Records from a dataset:
........

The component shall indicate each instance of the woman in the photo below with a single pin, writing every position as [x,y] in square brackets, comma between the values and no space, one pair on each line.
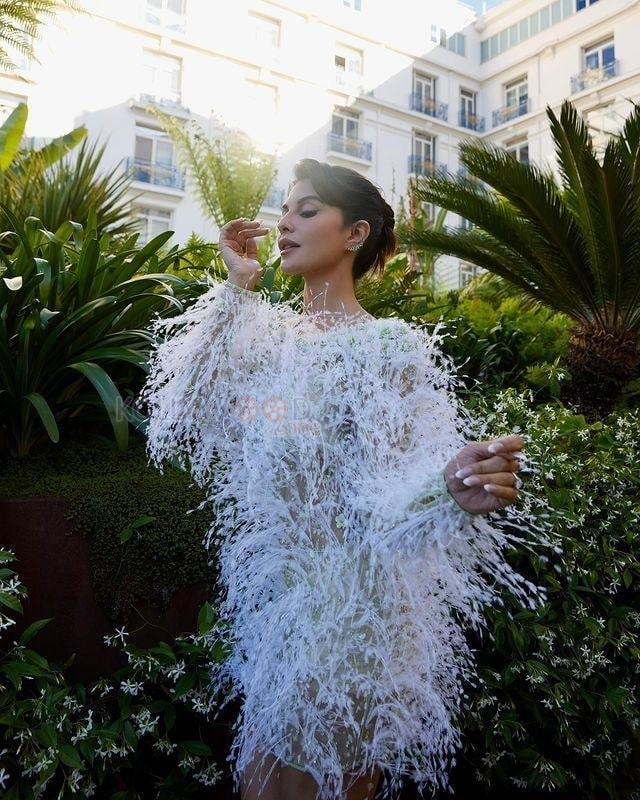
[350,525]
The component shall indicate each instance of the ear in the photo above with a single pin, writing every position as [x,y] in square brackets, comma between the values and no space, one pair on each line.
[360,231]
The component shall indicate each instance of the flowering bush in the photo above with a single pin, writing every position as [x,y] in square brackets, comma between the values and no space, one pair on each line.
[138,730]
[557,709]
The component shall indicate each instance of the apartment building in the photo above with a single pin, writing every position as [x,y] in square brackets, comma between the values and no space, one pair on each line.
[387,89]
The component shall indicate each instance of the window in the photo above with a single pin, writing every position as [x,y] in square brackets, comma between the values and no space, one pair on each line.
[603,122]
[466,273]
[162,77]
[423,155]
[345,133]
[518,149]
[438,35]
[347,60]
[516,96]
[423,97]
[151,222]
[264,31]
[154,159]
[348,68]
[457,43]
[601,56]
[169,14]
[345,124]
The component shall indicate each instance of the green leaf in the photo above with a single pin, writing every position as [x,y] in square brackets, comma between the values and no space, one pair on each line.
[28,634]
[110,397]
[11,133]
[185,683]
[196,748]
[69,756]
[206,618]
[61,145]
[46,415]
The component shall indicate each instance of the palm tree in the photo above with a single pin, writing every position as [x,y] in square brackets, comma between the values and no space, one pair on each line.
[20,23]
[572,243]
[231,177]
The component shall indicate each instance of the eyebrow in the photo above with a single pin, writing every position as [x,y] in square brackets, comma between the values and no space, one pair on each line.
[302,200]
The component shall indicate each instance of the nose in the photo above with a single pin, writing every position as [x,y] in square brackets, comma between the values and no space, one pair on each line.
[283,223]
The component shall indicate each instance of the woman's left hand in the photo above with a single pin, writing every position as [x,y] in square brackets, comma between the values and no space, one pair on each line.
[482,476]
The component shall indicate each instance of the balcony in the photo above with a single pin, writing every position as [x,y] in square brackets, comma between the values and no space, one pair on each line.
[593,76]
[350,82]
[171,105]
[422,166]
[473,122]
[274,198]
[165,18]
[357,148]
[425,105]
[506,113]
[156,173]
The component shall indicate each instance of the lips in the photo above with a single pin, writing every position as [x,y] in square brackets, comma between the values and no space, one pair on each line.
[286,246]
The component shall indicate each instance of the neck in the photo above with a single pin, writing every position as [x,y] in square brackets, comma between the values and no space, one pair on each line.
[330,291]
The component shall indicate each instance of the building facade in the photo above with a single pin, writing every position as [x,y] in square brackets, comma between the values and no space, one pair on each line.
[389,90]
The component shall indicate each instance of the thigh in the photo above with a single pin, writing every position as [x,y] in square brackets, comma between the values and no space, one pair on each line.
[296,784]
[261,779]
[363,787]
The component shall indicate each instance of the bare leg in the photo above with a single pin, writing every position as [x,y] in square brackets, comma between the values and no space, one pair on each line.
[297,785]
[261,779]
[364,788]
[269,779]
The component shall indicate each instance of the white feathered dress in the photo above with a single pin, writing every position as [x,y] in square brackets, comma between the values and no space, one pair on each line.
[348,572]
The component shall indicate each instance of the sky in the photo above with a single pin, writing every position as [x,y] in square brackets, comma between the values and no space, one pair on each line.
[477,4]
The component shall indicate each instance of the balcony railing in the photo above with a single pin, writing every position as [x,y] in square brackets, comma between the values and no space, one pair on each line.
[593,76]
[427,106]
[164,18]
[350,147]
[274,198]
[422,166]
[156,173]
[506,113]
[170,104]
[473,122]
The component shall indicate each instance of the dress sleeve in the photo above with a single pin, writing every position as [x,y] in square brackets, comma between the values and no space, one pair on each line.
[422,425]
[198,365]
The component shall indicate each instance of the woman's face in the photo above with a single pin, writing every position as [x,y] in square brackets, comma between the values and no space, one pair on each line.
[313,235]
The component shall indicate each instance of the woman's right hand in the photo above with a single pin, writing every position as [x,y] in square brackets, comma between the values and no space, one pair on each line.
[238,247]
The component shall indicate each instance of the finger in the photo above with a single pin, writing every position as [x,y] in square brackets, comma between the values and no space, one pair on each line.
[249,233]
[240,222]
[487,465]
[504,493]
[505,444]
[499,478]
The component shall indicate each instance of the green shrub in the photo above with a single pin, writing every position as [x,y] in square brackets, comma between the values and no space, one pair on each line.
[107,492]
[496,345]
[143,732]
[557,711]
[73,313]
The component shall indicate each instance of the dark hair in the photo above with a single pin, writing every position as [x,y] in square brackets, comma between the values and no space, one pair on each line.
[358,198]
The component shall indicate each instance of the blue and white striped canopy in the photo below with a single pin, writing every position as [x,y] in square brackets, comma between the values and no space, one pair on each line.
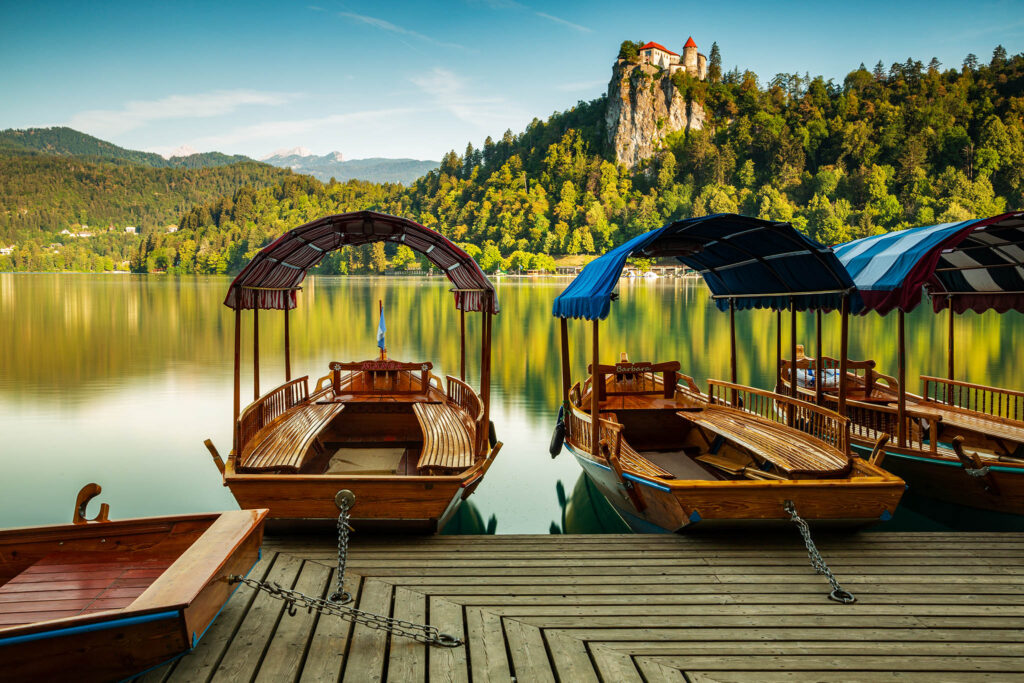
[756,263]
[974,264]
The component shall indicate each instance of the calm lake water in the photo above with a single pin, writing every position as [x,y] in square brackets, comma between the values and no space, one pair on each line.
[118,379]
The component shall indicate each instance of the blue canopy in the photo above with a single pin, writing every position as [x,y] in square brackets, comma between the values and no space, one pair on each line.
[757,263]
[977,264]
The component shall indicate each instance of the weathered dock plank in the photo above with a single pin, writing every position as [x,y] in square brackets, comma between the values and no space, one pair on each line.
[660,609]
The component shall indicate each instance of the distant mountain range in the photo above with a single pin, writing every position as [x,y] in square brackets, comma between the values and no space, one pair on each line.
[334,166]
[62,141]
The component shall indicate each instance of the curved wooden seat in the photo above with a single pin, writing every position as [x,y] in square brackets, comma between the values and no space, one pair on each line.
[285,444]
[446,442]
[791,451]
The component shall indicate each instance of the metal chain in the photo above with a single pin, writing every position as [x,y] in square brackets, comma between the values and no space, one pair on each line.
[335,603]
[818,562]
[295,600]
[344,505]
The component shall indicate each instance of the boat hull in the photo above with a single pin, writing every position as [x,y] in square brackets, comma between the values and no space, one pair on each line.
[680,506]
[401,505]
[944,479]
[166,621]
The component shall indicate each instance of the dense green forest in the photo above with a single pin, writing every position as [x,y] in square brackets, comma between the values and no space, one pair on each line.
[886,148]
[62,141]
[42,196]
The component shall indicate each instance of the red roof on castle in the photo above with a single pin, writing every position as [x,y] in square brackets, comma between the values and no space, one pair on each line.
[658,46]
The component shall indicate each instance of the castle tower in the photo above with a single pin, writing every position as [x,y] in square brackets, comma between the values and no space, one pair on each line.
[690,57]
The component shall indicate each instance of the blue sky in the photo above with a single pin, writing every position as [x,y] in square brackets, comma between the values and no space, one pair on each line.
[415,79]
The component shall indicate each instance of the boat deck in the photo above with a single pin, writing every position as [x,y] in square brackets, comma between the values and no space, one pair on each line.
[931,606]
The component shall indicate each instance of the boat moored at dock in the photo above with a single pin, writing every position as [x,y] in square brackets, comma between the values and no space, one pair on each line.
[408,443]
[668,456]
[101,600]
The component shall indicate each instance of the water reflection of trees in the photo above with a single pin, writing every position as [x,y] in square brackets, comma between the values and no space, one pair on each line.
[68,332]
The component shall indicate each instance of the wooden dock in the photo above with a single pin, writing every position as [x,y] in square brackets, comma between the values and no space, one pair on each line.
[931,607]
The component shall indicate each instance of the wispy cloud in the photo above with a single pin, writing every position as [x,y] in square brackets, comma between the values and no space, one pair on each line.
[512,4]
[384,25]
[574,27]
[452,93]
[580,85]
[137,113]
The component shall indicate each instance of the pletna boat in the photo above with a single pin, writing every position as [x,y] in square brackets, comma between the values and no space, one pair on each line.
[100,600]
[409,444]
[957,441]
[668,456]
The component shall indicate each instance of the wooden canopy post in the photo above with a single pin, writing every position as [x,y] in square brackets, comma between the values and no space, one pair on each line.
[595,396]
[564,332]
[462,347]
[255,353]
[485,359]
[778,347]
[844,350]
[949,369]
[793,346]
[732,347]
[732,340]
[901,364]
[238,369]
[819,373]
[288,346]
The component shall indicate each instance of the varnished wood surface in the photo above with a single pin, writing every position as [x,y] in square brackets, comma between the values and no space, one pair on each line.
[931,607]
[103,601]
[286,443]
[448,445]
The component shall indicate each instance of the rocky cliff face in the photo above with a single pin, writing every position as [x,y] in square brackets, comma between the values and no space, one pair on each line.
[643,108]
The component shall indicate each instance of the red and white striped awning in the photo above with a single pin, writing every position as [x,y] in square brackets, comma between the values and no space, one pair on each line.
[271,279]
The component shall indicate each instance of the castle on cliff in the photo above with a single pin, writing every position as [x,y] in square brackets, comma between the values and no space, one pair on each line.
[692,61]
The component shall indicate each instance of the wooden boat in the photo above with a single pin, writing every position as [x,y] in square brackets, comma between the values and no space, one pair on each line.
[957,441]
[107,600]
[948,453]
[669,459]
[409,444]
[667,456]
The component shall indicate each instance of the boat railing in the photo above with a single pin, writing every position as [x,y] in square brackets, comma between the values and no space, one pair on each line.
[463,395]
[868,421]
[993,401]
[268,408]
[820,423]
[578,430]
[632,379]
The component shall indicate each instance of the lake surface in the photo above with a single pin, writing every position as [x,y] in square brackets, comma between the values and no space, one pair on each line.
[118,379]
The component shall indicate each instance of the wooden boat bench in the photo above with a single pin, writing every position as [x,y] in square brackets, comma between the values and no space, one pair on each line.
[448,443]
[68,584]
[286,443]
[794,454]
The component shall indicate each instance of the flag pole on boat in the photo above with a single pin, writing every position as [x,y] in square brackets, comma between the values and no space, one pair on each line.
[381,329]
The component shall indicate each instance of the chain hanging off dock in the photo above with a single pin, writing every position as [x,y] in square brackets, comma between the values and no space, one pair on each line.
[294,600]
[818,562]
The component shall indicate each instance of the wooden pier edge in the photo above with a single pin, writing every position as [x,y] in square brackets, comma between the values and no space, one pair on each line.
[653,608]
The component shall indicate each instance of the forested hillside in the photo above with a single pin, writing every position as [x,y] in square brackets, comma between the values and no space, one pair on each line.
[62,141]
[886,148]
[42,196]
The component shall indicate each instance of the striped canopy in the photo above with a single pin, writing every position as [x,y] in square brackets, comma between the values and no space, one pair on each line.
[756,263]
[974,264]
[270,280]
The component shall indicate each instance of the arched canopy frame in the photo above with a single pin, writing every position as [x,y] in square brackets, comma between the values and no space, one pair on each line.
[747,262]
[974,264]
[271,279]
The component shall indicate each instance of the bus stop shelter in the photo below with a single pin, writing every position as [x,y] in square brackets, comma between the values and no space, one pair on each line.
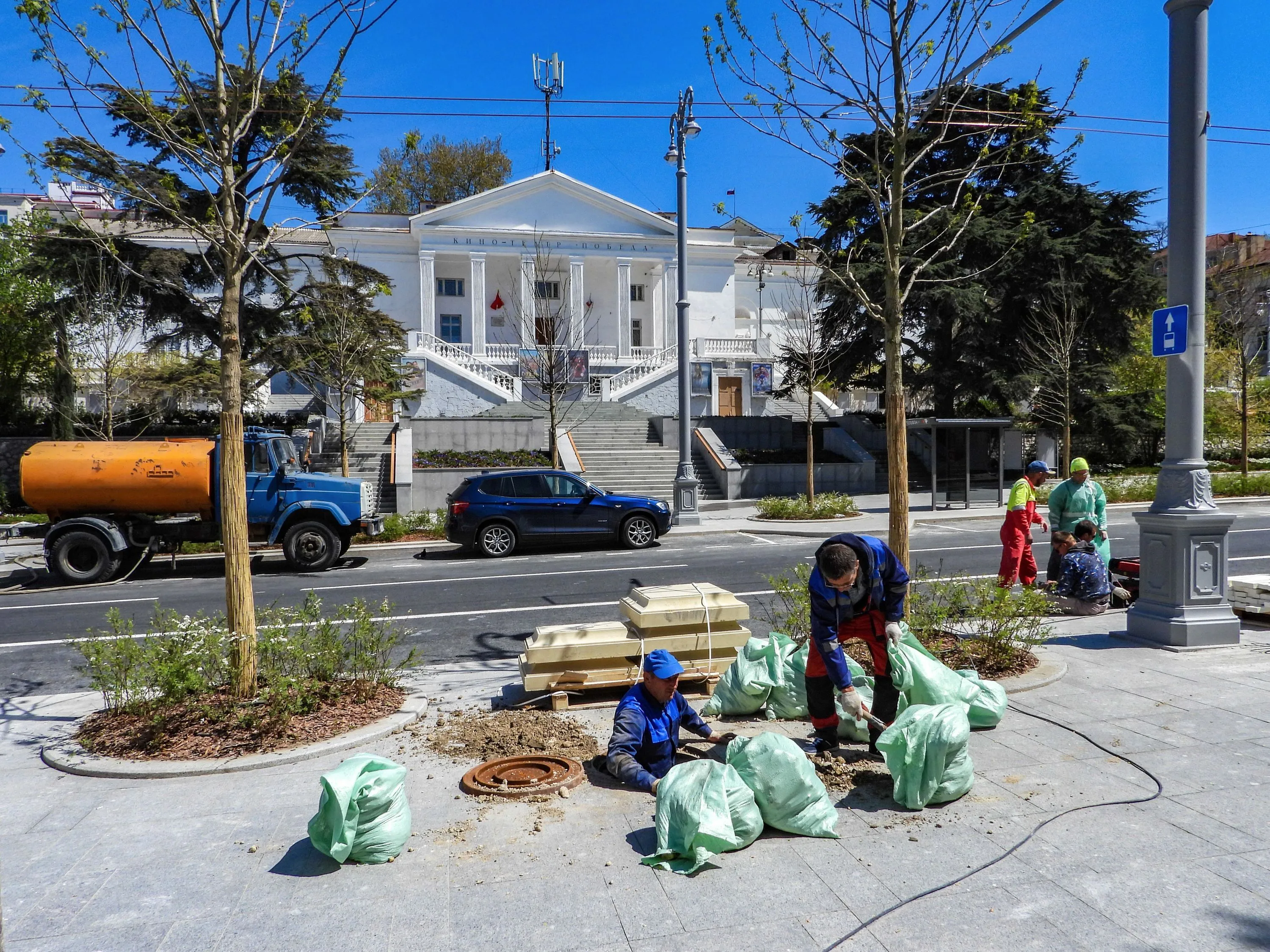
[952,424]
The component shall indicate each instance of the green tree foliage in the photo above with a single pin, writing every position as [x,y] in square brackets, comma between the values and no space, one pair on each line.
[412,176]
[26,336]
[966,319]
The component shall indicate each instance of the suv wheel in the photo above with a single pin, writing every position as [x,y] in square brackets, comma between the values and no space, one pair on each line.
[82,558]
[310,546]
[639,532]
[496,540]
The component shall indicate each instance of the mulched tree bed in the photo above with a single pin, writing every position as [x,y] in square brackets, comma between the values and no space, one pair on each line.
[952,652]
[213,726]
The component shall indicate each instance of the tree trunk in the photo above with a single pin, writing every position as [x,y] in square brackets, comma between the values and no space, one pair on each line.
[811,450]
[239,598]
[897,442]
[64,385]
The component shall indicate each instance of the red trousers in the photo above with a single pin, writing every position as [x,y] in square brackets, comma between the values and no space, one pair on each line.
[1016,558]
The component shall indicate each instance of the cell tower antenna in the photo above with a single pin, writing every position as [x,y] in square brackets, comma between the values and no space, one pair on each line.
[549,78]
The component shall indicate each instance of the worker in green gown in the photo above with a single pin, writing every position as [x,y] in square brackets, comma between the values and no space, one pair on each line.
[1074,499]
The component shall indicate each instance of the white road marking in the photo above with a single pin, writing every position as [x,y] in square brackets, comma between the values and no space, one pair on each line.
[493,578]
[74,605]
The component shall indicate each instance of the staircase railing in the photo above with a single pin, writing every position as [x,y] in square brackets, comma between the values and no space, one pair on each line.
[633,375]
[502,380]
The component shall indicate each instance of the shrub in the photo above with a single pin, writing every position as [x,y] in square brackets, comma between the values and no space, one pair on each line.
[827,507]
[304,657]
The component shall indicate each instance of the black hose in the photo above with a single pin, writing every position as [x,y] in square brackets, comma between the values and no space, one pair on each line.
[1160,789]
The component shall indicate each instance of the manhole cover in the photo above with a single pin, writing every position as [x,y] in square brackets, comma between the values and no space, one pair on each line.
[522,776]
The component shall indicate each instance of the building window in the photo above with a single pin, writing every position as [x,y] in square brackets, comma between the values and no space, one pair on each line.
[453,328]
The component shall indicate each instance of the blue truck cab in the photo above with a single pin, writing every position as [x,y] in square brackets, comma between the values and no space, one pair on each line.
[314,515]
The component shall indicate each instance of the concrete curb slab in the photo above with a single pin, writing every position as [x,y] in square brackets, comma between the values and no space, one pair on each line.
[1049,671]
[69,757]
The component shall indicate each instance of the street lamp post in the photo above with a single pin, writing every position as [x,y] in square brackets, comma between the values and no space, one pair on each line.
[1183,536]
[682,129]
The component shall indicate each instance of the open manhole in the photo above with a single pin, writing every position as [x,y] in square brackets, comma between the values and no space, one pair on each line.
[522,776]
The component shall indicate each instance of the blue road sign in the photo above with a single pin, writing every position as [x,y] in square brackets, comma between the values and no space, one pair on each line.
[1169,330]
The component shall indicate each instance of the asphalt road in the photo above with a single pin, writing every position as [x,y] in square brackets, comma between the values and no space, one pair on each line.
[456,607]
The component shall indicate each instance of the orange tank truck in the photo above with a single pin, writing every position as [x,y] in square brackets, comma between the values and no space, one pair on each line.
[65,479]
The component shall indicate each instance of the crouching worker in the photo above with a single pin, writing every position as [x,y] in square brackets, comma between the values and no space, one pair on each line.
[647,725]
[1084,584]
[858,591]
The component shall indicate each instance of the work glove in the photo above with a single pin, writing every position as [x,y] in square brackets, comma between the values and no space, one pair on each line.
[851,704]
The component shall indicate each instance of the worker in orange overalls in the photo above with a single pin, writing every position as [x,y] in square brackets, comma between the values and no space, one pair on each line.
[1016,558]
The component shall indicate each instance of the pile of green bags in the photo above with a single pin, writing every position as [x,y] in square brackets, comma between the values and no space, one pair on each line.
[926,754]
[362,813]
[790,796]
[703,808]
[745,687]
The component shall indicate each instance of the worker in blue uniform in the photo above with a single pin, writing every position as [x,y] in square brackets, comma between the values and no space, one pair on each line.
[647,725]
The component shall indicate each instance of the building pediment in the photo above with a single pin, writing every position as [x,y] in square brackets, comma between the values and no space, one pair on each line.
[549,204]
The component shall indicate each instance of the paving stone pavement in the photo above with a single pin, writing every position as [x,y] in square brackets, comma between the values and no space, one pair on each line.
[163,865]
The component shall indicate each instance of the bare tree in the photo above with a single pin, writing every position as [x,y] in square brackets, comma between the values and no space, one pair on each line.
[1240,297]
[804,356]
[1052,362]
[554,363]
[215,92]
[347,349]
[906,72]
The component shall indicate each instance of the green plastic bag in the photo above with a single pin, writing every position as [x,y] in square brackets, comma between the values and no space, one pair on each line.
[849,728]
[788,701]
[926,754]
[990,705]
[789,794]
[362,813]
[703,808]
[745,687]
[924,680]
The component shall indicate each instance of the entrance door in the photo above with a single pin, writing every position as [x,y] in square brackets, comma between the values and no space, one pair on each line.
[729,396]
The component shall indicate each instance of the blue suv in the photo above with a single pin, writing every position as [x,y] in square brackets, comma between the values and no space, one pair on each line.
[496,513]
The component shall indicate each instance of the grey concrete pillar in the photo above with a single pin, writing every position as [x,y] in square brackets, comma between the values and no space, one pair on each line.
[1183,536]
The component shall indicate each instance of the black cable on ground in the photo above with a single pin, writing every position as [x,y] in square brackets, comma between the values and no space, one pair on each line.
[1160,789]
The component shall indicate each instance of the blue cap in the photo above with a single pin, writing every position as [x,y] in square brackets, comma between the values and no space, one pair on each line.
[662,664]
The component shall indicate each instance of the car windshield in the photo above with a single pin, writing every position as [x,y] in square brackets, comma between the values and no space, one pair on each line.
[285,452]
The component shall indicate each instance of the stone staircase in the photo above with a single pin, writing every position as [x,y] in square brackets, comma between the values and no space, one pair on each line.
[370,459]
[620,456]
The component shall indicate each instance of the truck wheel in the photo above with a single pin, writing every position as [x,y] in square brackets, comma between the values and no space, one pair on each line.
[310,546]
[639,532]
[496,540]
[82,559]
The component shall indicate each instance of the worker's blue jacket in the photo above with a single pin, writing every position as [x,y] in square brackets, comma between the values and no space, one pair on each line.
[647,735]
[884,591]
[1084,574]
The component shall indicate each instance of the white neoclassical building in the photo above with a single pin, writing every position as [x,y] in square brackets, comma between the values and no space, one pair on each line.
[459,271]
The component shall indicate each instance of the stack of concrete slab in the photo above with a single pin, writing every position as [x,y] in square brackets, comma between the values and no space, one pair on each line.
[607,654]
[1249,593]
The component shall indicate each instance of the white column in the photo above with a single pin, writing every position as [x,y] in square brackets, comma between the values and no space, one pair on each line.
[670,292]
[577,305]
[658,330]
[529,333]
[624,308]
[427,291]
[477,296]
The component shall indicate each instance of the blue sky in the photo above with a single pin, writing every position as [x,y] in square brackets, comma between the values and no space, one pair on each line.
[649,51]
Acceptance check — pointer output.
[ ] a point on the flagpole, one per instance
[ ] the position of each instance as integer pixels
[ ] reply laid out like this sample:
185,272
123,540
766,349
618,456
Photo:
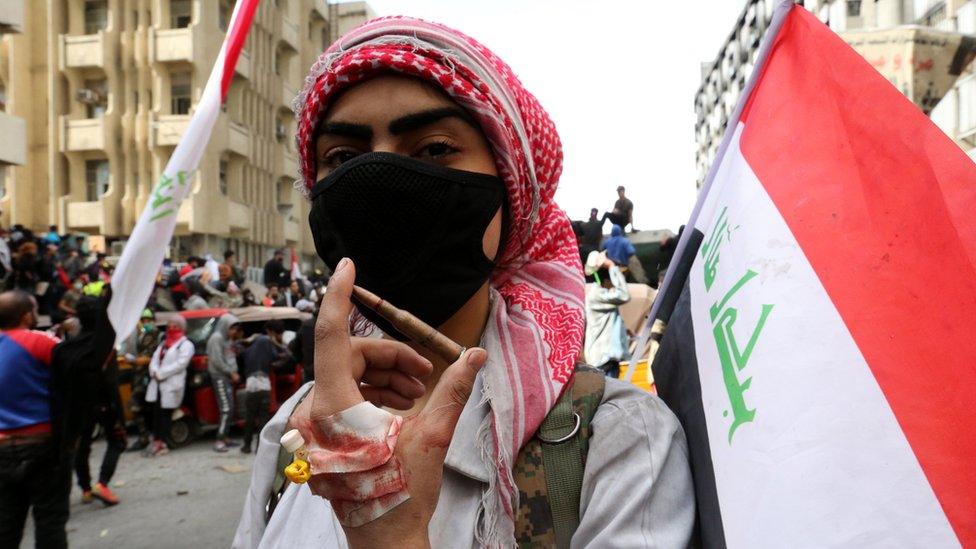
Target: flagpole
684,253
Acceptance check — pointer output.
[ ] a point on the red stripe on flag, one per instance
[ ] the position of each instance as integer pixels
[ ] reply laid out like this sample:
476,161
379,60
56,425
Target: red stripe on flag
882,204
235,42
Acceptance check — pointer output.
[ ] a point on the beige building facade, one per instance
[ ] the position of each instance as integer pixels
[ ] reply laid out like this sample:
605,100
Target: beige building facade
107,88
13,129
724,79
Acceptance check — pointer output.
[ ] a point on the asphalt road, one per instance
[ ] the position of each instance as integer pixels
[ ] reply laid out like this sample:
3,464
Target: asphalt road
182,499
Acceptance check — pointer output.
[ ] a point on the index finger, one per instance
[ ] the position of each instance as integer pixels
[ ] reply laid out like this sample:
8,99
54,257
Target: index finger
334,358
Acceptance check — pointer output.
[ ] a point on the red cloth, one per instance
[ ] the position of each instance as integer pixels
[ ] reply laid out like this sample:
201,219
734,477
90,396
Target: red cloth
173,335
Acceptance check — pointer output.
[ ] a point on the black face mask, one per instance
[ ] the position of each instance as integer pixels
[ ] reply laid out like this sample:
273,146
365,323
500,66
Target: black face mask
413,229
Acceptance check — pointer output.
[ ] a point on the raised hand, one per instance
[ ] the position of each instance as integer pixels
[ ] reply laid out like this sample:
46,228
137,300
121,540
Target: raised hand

........

> **What the task asks**
Look through the entries above, and wherever a line holds the word "raised", copy it.

> **Answer for the task**
[ ] a point on the raised hand, one per instance
Target: raised hand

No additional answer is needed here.